§ **Exercise brief**: Will you write out each of the following entries word for word, from the first line to the last?

§ **Entries from a dataset**:

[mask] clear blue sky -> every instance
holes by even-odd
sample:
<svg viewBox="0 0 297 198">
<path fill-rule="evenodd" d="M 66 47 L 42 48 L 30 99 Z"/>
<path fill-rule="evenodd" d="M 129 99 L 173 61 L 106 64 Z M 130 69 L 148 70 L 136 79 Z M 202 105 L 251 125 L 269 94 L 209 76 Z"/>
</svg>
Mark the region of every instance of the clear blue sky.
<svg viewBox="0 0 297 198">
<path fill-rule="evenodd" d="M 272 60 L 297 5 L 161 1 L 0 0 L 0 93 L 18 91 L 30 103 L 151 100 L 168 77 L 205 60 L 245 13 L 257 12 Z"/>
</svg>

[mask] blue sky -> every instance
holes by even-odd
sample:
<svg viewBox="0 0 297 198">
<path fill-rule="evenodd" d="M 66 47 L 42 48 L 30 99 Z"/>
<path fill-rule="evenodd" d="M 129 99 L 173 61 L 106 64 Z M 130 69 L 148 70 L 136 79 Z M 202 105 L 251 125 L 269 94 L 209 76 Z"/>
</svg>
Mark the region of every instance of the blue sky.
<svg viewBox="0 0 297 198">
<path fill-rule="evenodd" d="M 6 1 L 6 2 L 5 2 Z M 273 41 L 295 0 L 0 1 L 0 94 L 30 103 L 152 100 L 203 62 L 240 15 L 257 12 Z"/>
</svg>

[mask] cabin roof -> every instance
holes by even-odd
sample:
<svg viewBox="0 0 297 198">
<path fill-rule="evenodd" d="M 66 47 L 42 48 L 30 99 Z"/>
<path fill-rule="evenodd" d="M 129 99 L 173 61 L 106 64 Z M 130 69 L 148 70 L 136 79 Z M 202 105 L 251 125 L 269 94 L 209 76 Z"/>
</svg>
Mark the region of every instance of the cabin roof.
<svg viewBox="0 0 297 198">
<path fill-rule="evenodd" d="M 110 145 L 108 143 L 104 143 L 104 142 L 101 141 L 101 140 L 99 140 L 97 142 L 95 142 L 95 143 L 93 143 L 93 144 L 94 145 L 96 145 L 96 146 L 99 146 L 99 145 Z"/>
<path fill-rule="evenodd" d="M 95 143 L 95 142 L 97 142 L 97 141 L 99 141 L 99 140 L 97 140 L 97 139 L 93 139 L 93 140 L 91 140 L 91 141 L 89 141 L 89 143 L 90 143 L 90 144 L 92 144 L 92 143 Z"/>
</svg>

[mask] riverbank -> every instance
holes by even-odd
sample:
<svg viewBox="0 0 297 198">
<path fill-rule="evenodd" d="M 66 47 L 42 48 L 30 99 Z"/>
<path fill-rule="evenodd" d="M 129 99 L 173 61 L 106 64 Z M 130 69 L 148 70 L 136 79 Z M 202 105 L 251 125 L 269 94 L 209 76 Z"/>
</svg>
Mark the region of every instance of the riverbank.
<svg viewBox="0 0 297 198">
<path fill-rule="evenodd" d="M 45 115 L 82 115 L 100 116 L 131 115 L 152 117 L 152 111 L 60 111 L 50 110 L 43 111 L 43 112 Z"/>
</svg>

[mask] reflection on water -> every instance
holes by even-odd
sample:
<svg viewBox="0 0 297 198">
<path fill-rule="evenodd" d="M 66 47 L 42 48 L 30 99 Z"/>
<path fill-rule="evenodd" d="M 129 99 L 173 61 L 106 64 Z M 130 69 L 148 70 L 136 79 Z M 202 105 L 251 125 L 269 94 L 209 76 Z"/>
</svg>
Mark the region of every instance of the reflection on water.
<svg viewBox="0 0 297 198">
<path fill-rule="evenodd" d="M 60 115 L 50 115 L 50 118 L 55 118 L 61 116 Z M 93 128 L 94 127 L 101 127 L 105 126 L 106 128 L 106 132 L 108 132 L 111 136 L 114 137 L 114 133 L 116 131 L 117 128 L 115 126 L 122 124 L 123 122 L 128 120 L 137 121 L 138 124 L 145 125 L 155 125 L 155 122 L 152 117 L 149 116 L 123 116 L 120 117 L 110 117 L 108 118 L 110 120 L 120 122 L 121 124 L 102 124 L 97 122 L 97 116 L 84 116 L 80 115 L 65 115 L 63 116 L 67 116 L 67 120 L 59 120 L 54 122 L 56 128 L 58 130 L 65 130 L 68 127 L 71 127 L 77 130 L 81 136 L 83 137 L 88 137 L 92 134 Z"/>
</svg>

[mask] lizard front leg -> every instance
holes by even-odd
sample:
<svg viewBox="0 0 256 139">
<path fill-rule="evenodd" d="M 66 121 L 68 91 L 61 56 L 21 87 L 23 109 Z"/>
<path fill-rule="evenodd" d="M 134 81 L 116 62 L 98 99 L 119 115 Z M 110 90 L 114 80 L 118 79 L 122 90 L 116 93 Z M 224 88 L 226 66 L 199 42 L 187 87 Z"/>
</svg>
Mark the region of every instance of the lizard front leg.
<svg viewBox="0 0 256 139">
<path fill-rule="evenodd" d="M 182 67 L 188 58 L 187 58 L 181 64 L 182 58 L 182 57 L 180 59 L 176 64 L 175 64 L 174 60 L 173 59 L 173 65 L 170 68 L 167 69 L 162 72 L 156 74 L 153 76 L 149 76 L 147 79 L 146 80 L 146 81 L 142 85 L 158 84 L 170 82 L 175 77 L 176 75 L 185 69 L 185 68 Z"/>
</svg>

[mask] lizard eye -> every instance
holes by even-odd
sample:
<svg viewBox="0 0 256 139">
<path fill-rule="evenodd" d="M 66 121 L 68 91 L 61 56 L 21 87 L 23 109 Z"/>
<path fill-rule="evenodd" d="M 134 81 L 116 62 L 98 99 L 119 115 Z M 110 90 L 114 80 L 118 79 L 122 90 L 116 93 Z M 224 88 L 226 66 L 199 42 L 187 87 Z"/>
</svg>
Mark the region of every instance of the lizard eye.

§ **Exercise solution**:
[mask] clear blue sky -> every instance
holes by even-odd
sample:
<svg viewBox="0 0 297 198">
<path fill-rule="evenodd" d="M 66 47 L 42 48 L 30 99 Z"/>
<path fill-rule="evenodd" d="M 129 99 L 173 61 L 106 64 Z M 130 69 L 148 70 L 136 79 Z M 202 105 L 251 125 L 269 94 L 209 76 Z"/>
</svg>
Mark the region of every instance of the clear blue sky.
<svg viewBox="0 0 297 198">
<path fill-rule="evenodd" d="M 272 60 L 297 5 L 161 1 L 0 0 L 0 93 L 18 91 L 30 103 L 151 100 L 168 77 L 205 60 L 245 13 L 257 12 Z"/>
</svg>

[mask] blue sky -> every instance
holes by even-odd
sample:
<svg viewBox="0 0 297 198">
<path fill-rule="evenodd" d="M 66 47 L 42 48 L 30 99 Z"/>
<path fill-rule="evenodd" d="M 129 99 L 173 61 L 106 64 Z M 130 69 L 148 70 L 136 79 Z M 202 105 L 251 125 L 269 94 L 209 76 Z"/>
</svg>
Mark the region of every instance of the blue sky.
<svg viewBox="0 0 297 198">
<path fill-rule="evenodd" d="M 6 1 L 6 2 L 5 2 Z M 273 41 L 295 0 L 0 1 L 0 94 L 30 103 L 152 100 L 203 62 L 240 15 L 257 12 Z"/>
</svg>

[mask] cabin roof -> every instance
holes by even-odd
sample:
<svg viewBox="0 0 297 198">
<path fill-rule="evenodd" d="M 66 47 L 42 48 L 30 99 Z"/>
<path fill-rule="evenodd" d="M 129 99 L 173 61 L 106 64 Z M 130 69 L 148 70 L 136 79 Z M 202 105 L 251 125 L 269 94 L 209 76 Z"/>
</svg>
Mark the region of every instance of the cabin roof.
<svg viewBox="0 0 297 198">
<path fill-rule="evenodd" d="M 110 145 L 108 143 L 104 143 L 104 142 L 101 141 L 101 140 L 99 140 L 97 142 L 95 142 L 95 143 L 93 143 L 93 144 L 94 145 L 96 145 L 96 146 L 99 146 L 99 145 Z"/>
<path fill-rule="evenodd" d="M 95 143 L 95 142 L 97 142 L 97 141 L 99 141 L 99 140 L 97 140 L 97 139 L 93 139 L 93 140 L 91 140 L 91 141 L 89 141 L 89 143 L 90 143 L 90 144 L 92 144 L 92 143 Z"/>
</svg>

[mask] riverbank -> every instance
holes by even-odd
sample:
<svg viewBox="0 0 297 198">
<path fill-rule="evenodd" d="M 66 47 L 42 48 L 30 99 Z"/>
<path fill-rule="evenodd" d="M 129 99 L 173 61 L 106 64 Z M 130 69 L 148 70 L 136 79 Z M 202 105 L 251 125 L 269 94 L 209 76 Z"/>
</svg>
Mark the region of every instance of the riverbank.
<svg viewBox="0 0 297 198">
<path fill-rule="evenodd" d="M 45 115 L 82 115 L 100 116 L 131 115 L 152 117 L 152 111 L 60 111 L 50 110 L 43 111 L 43 112 Z"/>
</svg>

[mask] reflection on water -> every instance
holes by even-odd
sample:
<svg viewBox="0 0 297 198">
<path fill-rule="evenodd" d="M 66 47 L 42 48 L 30 99 Z"/>
<path fill-rule="evenodd" d="M 129 99 L 173 61 L 106 64 Z M 130 69 L 148 70 L 136 79 Z M 202 105 L 251 125 L 269 94 L 209 76 Z"/>
</svg>
Mark the region of every instance of the reflection on water.
<svg viewBox="0 0 297 198">
<path fill-rule="evenodd" d="M 60 115 L 50 115 L 50 118 L 55 118 L 61 116 Z M 93 128 L 94 127 L 101 127 L 105 126 L 106 128 L 106 132 L 108 132 L 111 136 L 114 137 L 114 133 L 116 131 L 117 128 L 115 126 L 122 124 L 123 122 L 128 120 L 137 121 L 138 124 L 145 125 L 155 125 L 155 122 L 152 117 L 149 116 L 123 116 L 120 117 L 110 117 L 108 118 L 110 120 L 120 122 L 121 124 L 102 124 L 97 122 L 97 116 L 84 116 L 80 115 L 65 115 L 63 116 L 67 116 L 67 120 L 59 120 L 54 122 L 56 128 L 58 130 L 65 130 L 68 127 L 71 127 L 77 130 L 81 136 L 83 137 L 88 137 L 92 134 Z"/>
</svg>

[mask] lizard front leg -> every instance
holes by even-odd
sample:
<svg viewBox="0 0 256 139">
<path fill-rule="evenodd" d="M 66 121 L 68 91 L 61 56 L 21 87 L 23 109 Z"/>
<path fill-rule="evenodd" d="M 134 81 L 116 62 L 98 99 L 119 115 Z M 110 90 L 114 80 L 118 79 L 122 90 L 116 93 Z M 224 88 L 226 66 L 199 42 L 187 87 Z"/>
</svg>
Mark the region of every instance of the lizard front leg.
<svg viewBox="0 0 256 139">
<path fill-rule="evenodd" d="M 182 67 L 188 58 L 187 58 L 181 64 L 182 58 L 182 57 L 180 59 L 176 64 L 175 64 L 174 60 L 173 59 L 173 65 L 170 68 L 167 69 L 162 72 L 156 74 L 153 76 L 149 76 L 147 79 L 146 80 L 146 81 L 142 85 L 158 84 L 170 82 L 175 77 L 176 75 L 185 69 L 185 68 Z"/>
</svg>

[mask] lizard eye -> every instance
holes by even-odd
sample:
<svg viewBox="0 0 256 139">
<path fill-rule="evenodd" d="M 66 121 L 68 91 L 61 56 L 21 87 L 23 109 Z"/>
<path fill-rule="evenodd" d="M 134 81 L 116 62 L 98 99 L 119 115 Z M 110 90 L 114 80 L 118 79 L 122 90 L 116 93 Z M 224 88 L 226 66 L 199 42 L 187 87 Z"/>
</svg>
Mark the region of every instance of the lizard eye.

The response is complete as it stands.